* _ASSIGNED TASK_
Word for word, repeat all of the entries below.

* _STUDY MATERIAL_
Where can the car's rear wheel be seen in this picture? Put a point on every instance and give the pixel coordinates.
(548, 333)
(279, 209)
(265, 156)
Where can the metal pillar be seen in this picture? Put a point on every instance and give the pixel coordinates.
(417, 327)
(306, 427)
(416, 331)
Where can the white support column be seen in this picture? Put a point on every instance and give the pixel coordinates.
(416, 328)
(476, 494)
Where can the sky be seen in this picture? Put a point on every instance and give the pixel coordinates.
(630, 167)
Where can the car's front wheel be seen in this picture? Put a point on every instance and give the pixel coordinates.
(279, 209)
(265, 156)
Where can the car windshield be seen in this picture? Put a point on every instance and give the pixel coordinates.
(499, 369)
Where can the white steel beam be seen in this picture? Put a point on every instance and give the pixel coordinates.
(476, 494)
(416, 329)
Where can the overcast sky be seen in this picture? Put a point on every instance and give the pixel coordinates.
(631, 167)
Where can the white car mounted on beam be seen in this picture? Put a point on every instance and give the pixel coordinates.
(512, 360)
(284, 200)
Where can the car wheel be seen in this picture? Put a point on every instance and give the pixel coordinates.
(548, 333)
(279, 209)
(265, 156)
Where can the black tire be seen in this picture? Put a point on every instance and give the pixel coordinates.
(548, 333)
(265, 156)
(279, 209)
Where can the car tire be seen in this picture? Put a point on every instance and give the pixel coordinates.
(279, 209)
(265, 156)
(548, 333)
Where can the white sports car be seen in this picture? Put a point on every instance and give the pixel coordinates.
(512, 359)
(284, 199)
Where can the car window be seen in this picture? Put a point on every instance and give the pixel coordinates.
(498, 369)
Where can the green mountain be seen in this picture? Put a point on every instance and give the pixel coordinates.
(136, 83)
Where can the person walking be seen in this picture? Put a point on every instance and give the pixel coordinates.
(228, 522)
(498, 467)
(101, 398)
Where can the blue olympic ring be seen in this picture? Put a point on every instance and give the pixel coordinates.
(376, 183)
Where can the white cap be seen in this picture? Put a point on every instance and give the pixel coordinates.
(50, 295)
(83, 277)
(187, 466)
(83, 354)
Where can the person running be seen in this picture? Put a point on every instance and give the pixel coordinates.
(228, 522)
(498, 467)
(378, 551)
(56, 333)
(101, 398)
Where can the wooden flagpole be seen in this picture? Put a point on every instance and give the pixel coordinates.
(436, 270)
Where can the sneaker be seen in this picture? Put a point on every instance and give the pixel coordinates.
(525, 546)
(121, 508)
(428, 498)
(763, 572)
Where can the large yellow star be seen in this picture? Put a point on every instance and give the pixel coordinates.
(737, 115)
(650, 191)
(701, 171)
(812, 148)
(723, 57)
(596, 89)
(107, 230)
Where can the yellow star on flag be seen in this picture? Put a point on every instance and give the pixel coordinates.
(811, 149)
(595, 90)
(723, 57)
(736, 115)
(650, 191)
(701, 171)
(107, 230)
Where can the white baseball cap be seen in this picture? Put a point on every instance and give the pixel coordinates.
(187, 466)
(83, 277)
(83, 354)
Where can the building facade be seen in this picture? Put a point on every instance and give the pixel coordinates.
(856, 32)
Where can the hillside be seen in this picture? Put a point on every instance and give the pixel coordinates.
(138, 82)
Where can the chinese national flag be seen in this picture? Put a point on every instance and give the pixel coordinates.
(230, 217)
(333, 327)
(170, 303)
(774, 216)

* _FINAL ANSWER_
Where can the car's rear wheel be seen in this picture? Put a point on every instance and give the pixel coordinates.
(548, 333)
(279, 209)
(265, 156)
Where can the metal pillar be seen in this picture? Put a point on every instance and give the pixel coordinates.
(417, 327)
(306, 427)
(416, 331)
Where can the white support column be seen in this picture? Put a point on every instance and give the pixel coordinates.
(416, 328)
(476, 494)
Where can the sky be seen in this picture? Put a point on every instance and give the pixel coordinates.
(630, 167)
Where can the car's front wheel be seen in this picture? Put a point on every instance and give the pixel coordinates.
(279, 209)
(265, 156)
Where can the car windshield be seen in this picture? Put a point on every instance and give the pixel coordinates.
(499, 369)
Where can the white steel beam be seen in this picture? Put a point on every instance and give the pixel coordinates.
(476, 494)
(416, 329)
Where can the overcast sky be seen in this picture? Put a point on every instance and give the pixel coordinates.
(631, 167)
Where can the white car mounted on beam be seen in this picture? Put a point on every instance and give the pixel coordinates.
(512, 360)
(284, 200)
Where can the car wheel be seen in this picture? Put a point on every instance and give the pixel coordinates.
(548, 333)
(279, 209)
(265, 156)
Where can the black tire be seen in this picture? Put a point on every instance and give the pixel coordinates.
(548, 333)
(265, 156)
(279, 209)
Where can the car tire be seen in this picture? Put a point on every instance and give the pixel coordinates.
(279, 209)
(265, 156)
(548, 333)
Where can the white sports car be seen in this picture? Put a point on every instance and give the pixel coordinates.
(512, 359)
(284, 199)
Where can the car window be seen in this picture? Put a point on every instance and give the pixel coordinates.
(498, 369)
Where can the green mountain be seen in this picture? Put a point on every instance and give the pixel coordinates.
(136, 83)
Where can the person walking be seen in this picture? Put a point on every instance and give the pixel coordinates.
(228, 522)
(498, 467)
(101, 398)
Where can the blue olympic ring be seen in this picture? Put a point on every instance and give the pixel coordinates.
(376, 183)
Where can the white cap be seen in this picture? Put a point on every instance and give the pixel coordinates.
(50, 295)
(83, 277)
(187, 466)
(83, 354)
Where can the person running be seen in this picture? Put a point on every instance and give the pixel coordinates.
(228, 522)
(498, 467)
(378, 551)
(56, 333)
(101, 398)
Where can the wooden flagpole be seen in this picture? Put a point on every instance and give the pixel coordinates.
(436, 270)
Where can the sneaker be seen in this picture? Put a point on every instance and give the pixel coordinates.
(525, 546)
(121, 508)
(428, 498)
(763, 572)
Where can the large yellow star be seen in this picture? Put a point on every instance and give the pixel coordinates.
(737, 115)
(650, 191)
(701, 171)
(812, 148)
(723, 57)
(596, 89)
(107, 230)
Where can the yellow star on flag be seen in this picture? Put a point on every instance and give the pixel coordinates.
(811, 149)
(595, 90)
(723, 57)
(736, 115)
(650, 191)
(701, 171)
(107, 230)
Where can the white baseball cap be seen in this picture? Put a point on every instance and give the pixel coordinates.
(187, 466)
(83, 277)
(83, 354)
Where can the building facade be seen in this picture? Put a point on every instance and give the pixel coordinates.
(856, 32)
Where can the hillside be seen in this picture? Put a point on every instance and give the pixel coordinates.
(138, 82)
Where can the chinese national flag be seen in this picture? Put a point on every instance and give the pixel coordinates.
(230, 217)
(333, 327)
(170, 303)
(774, 216)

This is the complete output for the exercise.